*ПОКАЗАННЫЙ ТЕКСТ*.
****************************************

Дневник возвращения - Страница 3
И возникает очередной вопрос: почему? Ведь Польша ближе к странам первой, а не второй группы. Ближе по культуре, экономике, методам государственного управления. Если посмотреть со стороны, ситуация в Польше выглядит неплохо, по меньшей мере должна быть неплохой, если мы сами ее не испортим. И, при определенных условиях, даже может оказаться лучше, чем ситуация в странах Запада. Я мог бы перечислить эти условия, но тема сегодняшних рассуждений другая. И уж наверняка - это даже не нуждается в обсуждении - польская ситуация более благоприятна, чем в восточных и некоторых юго-восточных странах.
Тогда чего поляки так боятся? А что боятся - не подлежит сомнению, боятся все вместе и каждый по отдельности, по-разному и в разной степени, испытывая все: от неуверенности до подозрений, от тревоги до паники. Отсюда - плохое самочувствие. От недовольства до ожесточенности и дальше - до ненависти и исступленности, от озлобленности - до истерии.
И если нет объективной причины, чтобы так сильно бояться и так скверно себя чувствовать (а страх и дурное самочувствие - факт неопровержимый, фактами же пренебрегать нельзя), стало быть, какие-нибудь причины должны все-таки быть. Причины серьезные и невымышленные.
Так вот - поляки боятся самих себя и друг друга. И правильно делают, что боятся, а потому - я тоже боюсь.
Ранчо "Ла Эпифания", 30 апреля 1996 г.

****************************************

*ЗАПИСАННЫЕ ДАННЫЕ*.

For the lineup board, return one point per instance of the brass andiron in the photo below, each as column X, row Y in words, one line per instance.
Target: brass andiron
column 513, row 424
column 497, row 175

****************************************

*ПИСЬМЕННОЕ ЗАДАНИЕ 1*. Перескажите короче, в виде списка, абзац показанного текста, начинающийся словами «Тогда чего поляки так боятся?», сохранив его основные факты.
*ПИСЬМЕННОЕ ЗАДАНИЕ 2*. Кого, согласно показанному тексту, боятся поляки?
*ПИСЬМЕННОЕ ЗАДАНИЕ 3*. Пожалуйста, переведите на английский язык предложение из показанного текста: «И правильно делают, что боятся, а потому - я тоже боюсь».
Материал для работы не понадобится.

*ПРАВИЛЬНЫЙ ОТВЕТ 1*.
- Поляки несомненно боятся: все вместе и каждый по отдельности, по-разному и в разной степени.
- Они испытывают всё: от неуверенности до подозрений, от тревоги до паники.
- Отсюда плохое самочувствие: от недовольства до ожесточенности, ненависти и исступленности, от озлобленности до истерии.

*ПРАВИЛЬНЫЙ ОТВЕТ 2*. Самих себя и друг друга.

*ПРАВИЛЬНЫЙ ОТВЕТ 3*. And they are right to be afraid, and so I am afraid too.